The problem: The full set of entries is to be printed exactly, with pictures excluded.

Extracted records:
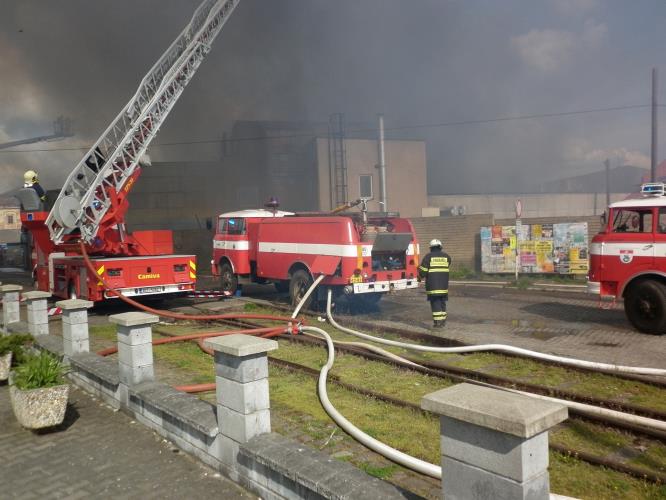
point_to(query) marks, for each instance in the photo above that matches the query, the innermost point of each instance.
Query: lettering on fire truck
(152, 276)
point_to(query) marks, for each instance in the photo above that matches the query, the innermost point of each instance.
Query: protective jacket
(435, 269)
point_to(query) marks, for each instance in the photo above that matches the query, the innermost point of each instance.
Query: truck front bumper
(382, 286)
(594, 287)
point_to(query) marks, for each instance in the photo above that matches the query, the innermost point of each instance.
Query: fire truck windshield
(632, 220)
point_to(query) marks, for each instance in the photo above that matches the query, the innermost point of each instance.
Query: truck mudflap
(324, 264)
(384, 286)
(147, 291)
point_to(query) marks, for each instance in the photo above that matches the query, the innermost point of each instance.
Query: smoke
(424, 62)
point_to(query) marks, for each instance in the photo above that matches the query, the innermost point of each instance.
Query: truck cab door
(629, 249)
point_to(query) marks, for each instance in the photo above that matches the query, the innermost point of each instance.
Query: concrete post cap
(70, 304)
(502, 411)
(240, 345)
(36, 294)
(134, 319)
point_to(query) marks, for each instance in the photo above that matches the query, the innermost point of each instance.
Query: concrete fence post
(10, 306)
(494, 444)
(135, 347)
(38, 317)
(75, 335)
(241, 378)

Solution to this task:
point_to(query) marks, for each instance in the photo above that matches the query, the innermost point of each instance.
Query: lettering on fire truck
(152, 276)
point_to(query) marks, for each instance in the photo above that matches the query, the innermost point of each instance.
Query: protective jacket
(435, 269)
point_to(query) marks, for each instance in the photo above that matches the query, the innermost point of each instance.
Query: truck front bumper
(382, 286)
(594, 287)
point_to(query) marks, for each instance in the photo above that matches the query, the innermost point of each instance.
Query: fire truck windshield
(632, 220)
point_to(query) marks, for each instance in the photo above that matches the query, the innermost point of each instance.
Query: truck mudflap
(324, 264)
(384, 286)
(147, 291)
point_to(query) marks, for each instance in the photo above that matches the query, the innermost point of each instance.
Query: smoke
(424, 62)
point_to(query) marks, for each instance in the photo above that matches the query, the innermost point of each instance.
Query: truck cab door
(629, 249)
point_to(query) marks, for each instance in the photo above that matches the query, the innermost point of each instance.
Query: concrete post cap
(70, 304)
(502, 411)
(240, 345)
(36, 294)
(134, 319)
point_to(query) marks, for each instance in the photo above that matches the query, the innermost point of each instance.
Query: concrete fence post
(10, 306)
(494, 444)
(135, 347)
(38, 317)
(75, 335)
(241, 378)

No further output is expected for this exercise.